──────── ARTICLE

In 1899, a "football" first came to Galatasaray High School, but the pupils just kicked the ball at the Grand Cour of the school.
In autumn 1902 Ali Sami Yen visited his uncle Suphi in Moda and on his way to him he saw Englishmen playing football at Moda field. 
He told his friends of this new sport, and on October 14, 1905 (which corresponds to "1 Teşrinievvel 1321" according to the Islamic Rumi calendar (hence the common error of giving the date as "1 October 1905" by ignoring the 13 days of difference between the Rumi calendar and Gregorian calendar before the Ottoman calendar adjustment reforms of 1917–1918), during the History and Literature lesson of teacher Mehmet Ata Bey, they founded the club in the back rows of the classroom Literature 5B.

In addition to Ali Sami Yen (Club member No. 1), who was the driving force behind the club's foundation, Asim Tevfik Sonumut (2), Emin Bülent Serdaroğlu (3), Celal Ibrahim (4), Boris Nikolov (5), Milo Bakić (6), Pavle Bakić (7), Bekir Sitki Bircan (8), Tahsin Nihat (9), Reşat Şirvanizade (10), Hüseyin Hüsnü (11), Refik Cevdet Kalpakçıoğlu (12) and Abidin Daver (13)  were also involved in the decision to organize such a club.

────────────────
──────── EXTRACTED ENTRIES

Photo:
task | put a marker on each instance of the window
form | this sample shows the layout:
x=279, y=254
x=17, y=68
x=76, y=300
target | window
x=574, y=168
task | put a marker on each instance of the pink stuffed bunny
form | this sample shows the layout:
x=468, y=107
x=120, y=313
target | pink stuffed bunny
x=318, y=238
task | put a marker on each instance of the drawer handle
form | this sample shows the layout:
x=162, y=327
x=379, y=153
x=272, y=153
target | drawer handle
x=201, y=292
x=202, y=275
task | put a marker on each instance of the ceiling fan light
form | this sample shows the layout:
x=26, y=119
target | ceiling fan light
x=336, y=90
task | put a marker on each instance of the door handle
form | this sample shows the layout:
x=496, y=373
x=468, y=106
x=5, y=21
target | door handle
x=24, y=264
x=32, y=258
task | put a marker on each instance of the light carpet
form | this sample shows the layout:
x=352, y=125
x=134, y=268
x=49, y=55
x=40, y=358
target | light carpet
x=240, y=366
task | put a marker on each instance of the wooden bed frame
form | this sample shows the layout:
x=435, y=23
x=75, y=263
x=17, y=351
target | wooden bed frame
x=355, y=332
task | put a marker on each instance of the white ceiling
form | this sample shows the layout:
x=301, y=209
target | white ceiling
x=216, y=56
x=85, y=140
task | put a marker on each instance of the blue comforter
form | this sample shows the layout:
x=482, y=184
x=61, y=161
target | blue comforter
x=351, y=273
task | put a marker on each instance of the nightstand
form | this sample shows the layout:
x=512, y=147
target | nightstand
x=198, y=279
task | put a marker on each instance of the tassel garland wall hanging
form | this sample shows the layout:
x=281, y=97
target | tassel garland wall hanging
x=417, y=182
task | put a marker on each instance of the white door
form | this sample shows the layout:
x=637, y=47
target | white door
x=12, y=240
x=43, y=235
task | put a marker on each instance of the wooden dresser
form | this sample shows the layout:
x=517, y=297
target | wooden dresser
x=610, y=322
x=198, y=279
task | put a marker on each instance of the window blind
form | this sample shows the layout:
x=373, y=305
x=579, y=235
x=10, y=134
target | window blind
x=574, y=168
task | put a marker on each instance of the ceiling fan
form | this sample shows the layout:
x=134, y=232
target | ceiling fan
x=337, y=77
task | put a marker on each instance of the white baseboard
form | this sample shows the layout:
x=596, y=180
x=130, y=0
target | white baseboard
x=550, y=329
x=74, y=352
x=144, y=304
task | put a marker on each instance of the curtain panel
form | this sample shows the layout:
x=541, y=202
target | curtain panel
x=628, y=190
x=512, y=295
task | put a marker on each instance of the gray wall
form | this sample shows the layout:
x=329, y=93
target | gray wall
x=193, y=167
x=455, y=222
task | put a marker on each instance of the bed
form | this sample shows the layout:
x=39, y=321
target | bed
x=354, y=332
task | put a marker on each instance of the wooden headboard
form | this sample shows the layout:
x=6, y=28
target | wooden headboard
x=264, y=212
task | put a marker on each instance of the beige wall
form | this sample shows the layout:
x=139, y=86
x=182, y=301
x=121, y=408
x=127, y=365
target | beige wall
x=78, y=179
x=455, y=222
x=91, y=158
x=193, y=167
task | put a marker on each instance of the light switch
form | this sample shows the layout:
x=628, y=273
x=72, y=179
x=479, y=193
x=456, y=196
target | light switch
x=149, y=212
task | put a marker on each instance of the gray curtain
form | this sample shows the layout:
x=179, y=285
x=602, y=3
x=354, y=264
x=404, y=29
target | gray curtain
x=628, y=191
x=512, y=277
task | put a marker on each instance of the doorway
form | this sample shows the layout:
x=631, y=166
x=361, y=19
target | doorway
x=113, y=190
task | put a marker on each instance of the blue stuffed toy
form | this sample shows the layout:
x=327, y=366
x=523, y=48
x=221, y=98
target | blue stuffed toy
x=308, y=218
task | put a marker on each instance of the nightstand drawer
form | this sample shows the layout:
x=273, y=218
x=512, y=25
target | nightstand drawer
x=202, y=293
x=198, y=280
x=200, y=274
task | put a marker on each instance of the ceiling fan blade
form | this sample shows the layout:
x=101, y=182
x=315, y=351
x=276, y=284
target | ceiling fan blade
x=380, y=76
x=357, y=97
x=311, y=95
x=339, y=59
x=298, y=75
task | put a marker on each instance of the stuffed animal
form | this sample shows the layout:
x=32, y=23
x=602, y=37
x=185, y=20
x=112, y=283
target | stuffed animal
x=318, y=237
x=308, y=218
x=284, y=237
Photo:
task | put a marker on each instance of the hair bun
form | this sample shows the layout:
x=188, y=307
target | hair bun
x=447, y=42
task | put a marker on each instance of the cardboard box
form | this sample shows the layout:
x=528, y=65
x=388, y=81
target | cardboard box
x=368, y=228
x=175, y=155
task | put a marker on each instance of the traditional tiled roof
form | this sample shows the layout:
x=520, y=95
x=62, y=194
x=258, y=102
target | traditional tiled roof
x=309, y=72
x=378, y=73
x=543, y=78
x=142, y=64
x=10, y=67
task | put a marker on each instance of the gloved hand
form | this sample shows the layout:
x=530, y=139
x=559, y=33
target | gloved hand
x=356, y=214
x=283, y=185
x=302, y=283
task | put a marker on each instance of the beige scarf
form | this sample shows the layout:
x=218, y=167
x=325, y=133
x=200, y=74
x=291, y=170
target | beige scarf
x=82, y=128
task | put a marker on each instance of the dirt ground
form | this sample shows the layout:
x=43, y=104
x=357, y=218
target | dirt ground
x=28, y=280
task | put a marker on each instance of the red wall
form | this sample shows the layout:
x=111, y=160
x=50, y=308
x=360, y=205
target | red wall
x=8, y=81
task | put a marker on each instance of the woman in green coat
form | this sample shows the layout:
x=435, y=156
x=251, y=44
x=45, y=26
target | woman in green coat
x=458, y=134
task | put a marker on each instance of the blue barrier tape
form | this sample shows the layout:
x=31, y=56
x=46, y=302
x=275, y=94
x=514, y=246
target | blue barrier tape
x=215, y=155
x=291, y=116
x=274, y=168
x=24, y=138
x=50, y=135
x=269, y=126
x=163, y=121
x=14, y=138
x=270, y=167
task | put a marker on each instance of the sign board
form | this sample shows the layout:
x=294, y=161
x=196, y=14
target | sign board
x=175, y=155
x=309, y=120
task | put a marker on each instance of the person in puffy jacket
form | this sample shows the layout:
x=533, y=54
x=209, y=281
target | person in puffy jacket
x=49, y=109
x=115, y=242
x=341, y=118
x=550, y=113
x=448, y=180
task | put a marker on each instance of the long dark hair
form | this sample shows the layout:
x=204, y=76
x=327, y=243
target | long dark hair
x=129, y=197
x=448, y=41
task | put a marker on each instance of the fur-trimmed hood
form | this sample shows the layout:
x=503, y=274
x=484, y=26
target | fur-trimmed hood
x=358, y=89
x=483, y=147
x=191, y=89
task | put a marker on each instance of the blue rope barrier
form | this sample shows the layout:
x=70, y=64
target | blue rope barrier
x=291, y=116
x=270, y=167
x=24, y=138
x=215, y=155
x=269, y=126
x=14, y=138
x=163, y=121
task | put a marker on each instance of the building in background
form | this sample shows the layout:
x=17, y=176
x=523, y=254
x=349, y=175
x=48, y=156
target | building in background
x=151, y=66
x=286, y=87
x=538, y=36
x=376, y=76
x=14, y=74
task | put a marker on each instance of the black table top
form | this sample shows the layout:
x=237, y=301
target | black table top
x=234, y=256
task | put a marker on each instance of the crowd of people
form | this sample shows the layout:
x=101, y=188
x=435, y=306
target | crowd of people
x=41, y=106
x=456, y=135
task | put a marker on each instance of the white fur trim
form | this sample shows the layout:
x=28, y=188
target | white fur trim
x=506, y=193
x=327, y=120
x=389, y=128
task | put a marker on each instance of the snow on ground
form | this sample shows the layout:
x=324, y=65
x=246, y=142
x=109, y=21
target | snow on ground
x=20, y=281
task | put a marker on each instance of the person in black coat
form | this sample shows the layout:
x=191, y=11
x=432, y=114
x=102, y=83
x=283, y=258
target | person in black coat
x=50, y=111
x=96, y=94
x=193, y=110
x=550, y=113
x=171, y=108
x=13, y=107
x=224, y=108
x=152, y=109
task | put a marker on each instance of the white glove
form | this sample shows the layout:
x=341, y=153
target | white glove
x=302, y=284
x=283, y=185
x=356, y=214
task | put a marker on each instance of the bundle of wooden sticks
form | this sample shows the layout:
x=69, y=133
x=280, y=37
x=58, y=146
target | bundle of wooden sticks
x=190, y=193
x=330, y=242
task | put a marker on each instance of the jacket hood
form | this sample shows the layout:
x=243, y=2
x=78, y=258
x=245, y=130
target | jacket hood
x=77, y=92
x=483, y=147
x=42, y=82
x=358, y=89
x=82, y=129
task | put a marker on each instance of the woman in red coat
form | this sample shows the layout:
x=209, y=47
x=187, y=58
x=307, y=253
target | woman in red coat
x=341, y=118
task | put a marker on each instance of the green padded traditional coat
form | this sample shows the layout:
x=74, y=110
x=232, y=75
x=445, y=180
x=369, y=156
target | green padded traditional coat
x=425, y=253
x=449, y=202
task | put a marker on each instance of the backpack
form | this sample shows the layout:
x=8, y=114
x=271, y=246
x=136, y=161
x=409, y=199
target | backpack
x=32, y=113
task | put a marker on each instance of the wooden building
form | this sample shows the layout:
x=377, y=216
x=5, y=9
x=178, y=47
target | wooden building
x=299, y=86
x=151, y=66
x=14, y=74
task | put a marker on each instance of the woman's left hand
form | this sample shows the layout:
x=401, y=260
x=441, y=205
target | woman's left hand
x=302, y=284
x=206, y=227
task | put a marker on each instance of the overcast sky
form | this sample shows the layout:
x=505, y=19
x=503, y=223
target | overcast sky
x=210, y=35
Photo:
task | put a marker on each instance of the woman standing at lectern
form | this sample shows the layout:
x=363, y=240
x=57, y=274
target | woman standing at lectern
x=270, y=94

────────────────

REQUIRED WORK ->
#1 Please explain, in one to three sentences, why the Galatasaray excerpt calls "1 October 1905" a common error for the club's founding date.
#2 Extract the part of the Galatasaray excerpt starting with "In autumn 1902" and going on through "classroom Literature 5B.".
The items are separate material, unrelated to the Galatasaray excerpt.

RESULTS OF THE EXERCISE ->
#1 The founding date was recorded as "1 Teşrinievvel 1321" in the Rumi calendar, and giving it as 1 October 1905 ignores the 13-day difference between the Rumi and Gregorian calendars before the Ottoman reforms of 1917–1918. With that difference counted, the date is October 14, 1905.

#2
In autumn 1902 Ali Sami Yen visited his uncle Suphi in Moda and on his way to him he saw Englishmen playing football at Moda field. 
He told his friends of this new sport, and on October 14, 1905 (which corresponds to "1 Teşrinievvel 1321" according to the Islamic Rumi calendar (hence the common error of giving the date as "1 October 1905" by ignoring the 13 days of difference between the Rumi calendar and Gregorian calendar before the Ottoman calendar adjustment reforms of 1917–1918), during the History and Literature lesson of teacher Mehmet Ata Bey, they founded the club in the back rows of the classroom Literature 5B.